++++ Extracted information ++++
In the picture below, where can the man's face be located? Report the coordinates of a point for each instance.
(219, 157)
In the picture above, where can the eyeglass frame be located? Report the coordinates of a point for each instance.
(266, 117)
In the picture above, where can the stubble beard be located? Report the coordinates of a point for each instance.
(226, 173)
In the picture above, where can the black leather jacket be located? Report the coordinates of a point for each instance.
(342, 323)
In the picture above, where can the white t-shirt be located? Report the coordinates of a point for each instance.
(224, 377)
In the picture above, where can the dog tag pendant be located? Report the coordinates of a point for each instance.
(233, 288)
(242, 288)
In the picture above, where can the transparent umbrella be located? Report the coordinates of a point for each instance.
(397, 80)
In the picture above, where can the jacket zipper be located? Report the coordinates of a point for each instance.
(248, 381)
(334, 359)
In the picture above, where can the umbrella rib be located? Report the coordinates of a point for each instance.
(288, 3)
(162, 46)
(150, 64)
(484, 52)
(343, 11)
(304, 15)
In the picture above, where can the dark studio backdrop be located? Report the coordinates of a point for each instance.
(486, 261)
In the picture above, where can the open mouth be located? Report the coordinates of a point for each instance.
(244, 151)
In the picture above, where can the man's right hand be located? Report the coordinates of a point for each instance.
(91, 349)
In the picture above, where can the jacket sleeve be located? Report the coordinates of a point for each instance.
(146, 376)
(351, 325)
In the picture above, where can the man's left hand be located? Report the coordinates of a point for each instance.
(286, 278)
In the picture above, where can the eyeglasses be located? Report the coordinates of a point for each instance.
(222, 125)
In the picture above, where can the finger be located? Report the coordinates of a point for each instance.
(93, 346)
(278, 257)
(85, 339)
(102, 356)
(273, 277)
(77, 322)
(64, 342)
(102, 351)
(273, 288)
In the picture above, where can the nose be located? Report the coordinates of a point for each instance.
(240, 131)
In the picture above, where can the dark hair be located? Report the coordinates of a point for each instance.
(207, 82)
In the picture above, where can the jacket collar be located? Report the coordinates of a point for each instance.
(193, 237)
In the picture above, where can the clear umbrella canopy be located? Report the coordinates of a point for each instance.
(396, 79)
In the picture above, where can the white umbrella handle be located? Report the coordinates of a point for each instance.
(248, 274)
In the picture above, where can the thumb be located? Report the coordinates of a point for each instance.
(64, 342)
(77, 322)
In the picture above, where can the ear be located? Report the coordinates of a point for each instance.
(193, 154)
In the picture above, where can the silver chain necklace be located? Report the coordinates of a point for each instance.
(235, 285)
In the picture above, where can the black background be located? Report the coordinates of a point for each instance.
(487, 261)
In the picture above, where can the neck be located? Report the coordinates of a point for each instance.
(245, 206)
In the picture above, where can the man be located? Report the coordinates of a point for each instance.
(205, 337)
++++
__Task description__: Please print out every entry again, exactly as it reads.

__Result of this task__:
In the picture below, where can the man's face be located? Report the coordinates of a point for each instance.
(219, 157)
In the picture above, where can the eyeglass frame be located? Report the coordinates of a point for each instance.
(266, 117)
In the picture above, where can the stubble beard be located? Report the coordinates of a point for each instance.
(226, 173)
In the picture above, where can the black leather jacket be located? Report the coordinates of a point for each instance.
(342, 323)
In the picture above, where can the white t-shirt be located? Report the coordinates of a point for each instance.
(224, 377)
In the picture above, where can the dog tag pendant be located? Report the coordinates of a point for each instance.
(233, 288)
(242, 288)
In the picture above, where can the transparent umbrella be located? Report the coordinates of a point for each instance.
(397, 80)
In the picture above, where can the jacket zipper be located? Report the coordinates of a point for each instance.
(248, 381)
(334, 359)
In the picture above, where can the umbrella rib be located? Report the coordinates of a point for each instance.
(288, 3)
(162, 46)
(150, 64)
(484, 52)
(343, 11)
(304, 15)
In the picture above, where can the dark studio backdrop be located? Report the coordinates of a point for each instance.
(486, 261)
In the picture above, where can the open mouth be located? Report the coordinates of a point for each instance.
(244, 151)
In the picture above, where can the man's right hand be located? Report the coordinates of a point for each instance.
(91, 349)
In the picture above, where can the jacket sleeve be located? Report the coordinates of a point for each instance.
(146, 376)
(351, 325)
In the picture above, where can the man's left hand be located? Report the coordinates of a point for each instance.
(286, 278)
In the picture above, where can the eyeglasses be located? Report the coordinates of a point for each instance.
(222, 125)
In the picture above, where can the finger be located? Report the coordinates of a point for each instance.
(93, 346)
(278, 257)
(85, 339)
(102, 356)
(273, 277)
(77, 322)
(64, 342)
(102, 351)
(273, 288)
In the picture above, where can the nose be located? Report the coordinates of a point for each instance.
(240, 131)
In the picture above, where can the dark hair be located? Report the coordinates of a point for each instance.
(207, 82)
In the picture above, where can the jacket collar be located? Report the coordinates of a point for each instance.
(193, 237)
In the picture above, where can the clear umbrella canopy be located? Report the coordinates of a point for each instance.
(396, 79)
In the picture above, where can the white umbrella handle be located? Report the coordinates of a point for each instance.
(248, 274)
In the picture above, where can the thumb be located? Report the coordinates of a point for each instance.
(64, 342)
(77, 322)
In the picture above, where can the ear be located? Report the coordinates of a point for each instance.
(193, 154)
In the picture above, where can the silver chain necklace be located? Report the coordinates of a point for each instance.
(235, 285)
In the picture above, where can the black background be located? Report the coordinates of a point for each instance.
(487, 261)
In the picture above, where can the neck be located? Report the coordinates of a point for each instance.
(245, 206)
In the picture above, where can the man be located? Report the coordinates of a point for each instance.
(205, 337)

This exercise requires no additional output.